EXERCISE → Below are some records; output all of them exactly.

DATA RECORDS →
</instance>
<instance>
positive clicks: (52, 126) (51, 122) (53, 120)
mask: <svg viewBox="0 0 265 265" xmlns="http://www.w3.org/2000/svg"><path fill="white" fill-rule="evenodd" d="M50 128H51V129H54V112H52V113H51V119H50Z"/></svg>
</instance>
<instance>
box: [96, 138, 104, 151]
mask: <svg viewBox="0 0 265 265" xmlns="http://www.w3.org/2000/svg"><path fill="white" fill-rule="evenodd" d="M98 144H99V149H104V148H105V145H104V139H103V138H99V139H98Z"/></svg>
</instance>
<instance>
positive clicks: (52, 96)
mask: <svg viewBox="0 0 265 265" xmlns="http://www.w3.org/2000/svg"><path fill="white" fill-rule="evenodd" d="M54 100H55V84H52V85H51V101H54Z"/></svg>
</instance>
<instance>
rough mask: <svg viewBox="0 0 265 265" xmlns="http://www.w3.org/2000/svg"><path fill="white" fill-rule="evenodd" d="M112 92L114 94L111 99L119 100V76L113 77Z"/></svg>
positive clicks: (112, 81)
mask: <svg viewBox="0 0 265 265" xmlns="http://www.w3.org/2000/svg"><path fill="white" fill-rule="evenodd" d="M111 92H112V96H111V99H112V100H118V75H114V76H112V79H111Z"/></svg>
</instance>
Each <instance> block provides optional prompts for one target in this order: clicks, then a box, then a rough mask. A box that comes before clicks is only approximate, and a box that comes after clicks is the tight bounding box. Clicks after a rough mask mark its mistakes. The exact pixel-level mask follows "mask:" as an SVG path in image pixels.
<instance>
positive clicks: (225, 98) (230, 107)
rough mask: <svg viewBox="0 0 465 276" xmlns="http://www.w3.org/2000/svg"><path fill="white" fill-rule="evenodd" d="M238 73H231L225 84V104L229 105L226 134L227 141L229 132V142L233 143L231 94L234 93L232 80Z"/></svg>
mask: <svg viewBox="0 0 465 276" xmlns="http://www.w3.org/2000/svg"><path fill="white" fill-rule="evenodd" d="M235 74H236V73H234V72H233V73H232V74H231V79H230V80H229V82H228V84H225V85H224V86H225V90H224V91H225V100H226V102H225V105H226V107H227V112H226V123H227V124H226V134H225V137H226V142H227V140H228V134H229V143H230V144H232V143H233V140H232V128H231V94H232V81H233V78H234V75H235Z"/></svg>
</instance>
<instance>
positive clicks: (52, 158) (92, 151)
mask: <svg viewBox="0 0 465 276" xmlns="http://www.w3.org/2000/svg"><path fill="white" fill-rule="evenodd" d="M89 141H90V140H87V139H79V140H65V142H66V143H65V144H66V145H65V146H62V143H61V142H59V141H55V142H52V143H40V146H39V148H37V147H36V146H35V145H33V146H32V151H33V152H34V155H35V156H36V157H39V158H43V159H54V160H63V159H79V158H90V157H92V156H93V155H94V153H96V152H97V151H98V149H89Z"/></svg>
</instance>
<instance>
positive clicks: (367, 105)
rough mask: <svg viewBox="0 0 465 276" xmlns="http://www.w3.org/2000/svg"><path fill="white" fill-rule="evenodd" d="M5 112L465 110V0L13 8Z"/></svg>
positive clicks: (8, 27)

WRITTEN ANSWER →
</instance>
<instance>
positive clicks: (52, 126) (51, 122) (53, 120)
mask: <svg viewBox="0 0 265 265" xmlns="http://www.w3.org/2000/svg"><path fill="white" fill-rule="evenodd" d="M50 128H51V129H54V112H52V113H51V119H50Z"/></svg>
</instance>
<instance>
box: [96, 138, 104, 151]
mask: <svg viewBox="0 0 265 265" xmlns="http://www.w3.org/2000/svg"><path fill="white" fill-rule="evenodd" d="M98 144H99V149H104V148H105V145H104V139H103V138H99V139H98Z"/></svg>
</instance>
<instance>
positive clicks: (52, 96)
mask: <svg viewBox="0 0 265 265" xmlns="http://www.w3.org/2000/svg"><path fill="white" fill-rule="evenodd" d="M54 100H55V84H52V85H51V101H54Z"/></svg>
</instance>
<instance>
rough mask: <svg viewBox="0 0 265 265" xmlns="http://www.w3.org/2000/svg"><path fill="white" fill-rule="evenodd" d="M112 92L114 94L111 99L119 100V76L113 77Z"/></svg>
positive clicks: (112, 81)
mask: <svg viewBox="0 0 265 265" xmlns="http://www.w3.org/2000/svg"><path fill="white" fill-rule="evenodd" d="M111 92H112V96H111V99H112V100H118V75H114V76H112V79H111Z"/></svg>
</instance>
Each <instance> block provides optional prompts for one target in this order: clicks, then a box, then a rough mask. A box that comes before clicks is only approximate, and a box that comes after clicks is the tight bounding box. Clicks after a rough mask mark its mistakes. The exact pixel-level mask follows "mask:" as an SVG path in image pixels.
<instance>
positive clicks: (225, 98) (230, 107)
rough mask: <svg viewBox="0 0 465 276" xmlns="http://www.w3.org/2000/svg"><path fill="white" fill-rule="evenodd" d="M238 73H231L225 84V104L229 105L226 134L227 141L229 132V142L233 143L231 94L234 93L232 80Z"/></svg>
mask: <svg viewBox="0 0 465 276" xmlns="http://www.w3.org/2000/svg"><path fill="white" fill-rule="evenodd" d="M235 74H236V73H234V72H233V73H232V74H231V79H230V80H229V82H228V84H225V85H224V86H225V90H224V91H225V100H226V102H225V105H226V107H227V112H226V123H227V124H226V134H225V137H226V142H227V140H228V134H229V143H230V144H232V143H233V140H232V128H231V94H232V81H233V78H234V75H235Z"/></svg>
</instance>
<instance>
positive clicks: (52, 158) (92, 151)
mask: <svg viewBox="0 0 465 276" xmlns="http://www.w3.org/2000/svg"><path fill="white" fill-rule="evenodd" d="M89 141H90V140H87V139H79V140H65V142H66V143H65V144H66V145H65V146H62V143H61V142H59V141H55V142H52V143H40V146H39V148H37V147H36V146H35V145H33V146H32V151H33V152H34V155H35V156H36V157H39V158H43V159H54V160H63V159H79V158H90V157H92V156H93V155H94V153H96V152H97V151H98V149H89Z"/></svg>
</instance>
<instance>
positive clicks: (367, 105)
rough mask: <svg viewBox="0 0 465 276" xmlns="http://www.w3.org/2000/svg"><path fill="white" fill-rule="evenodd" d="M5 112L465 110V0L13 8Z"/></svg>
positive clicks: (8, 27)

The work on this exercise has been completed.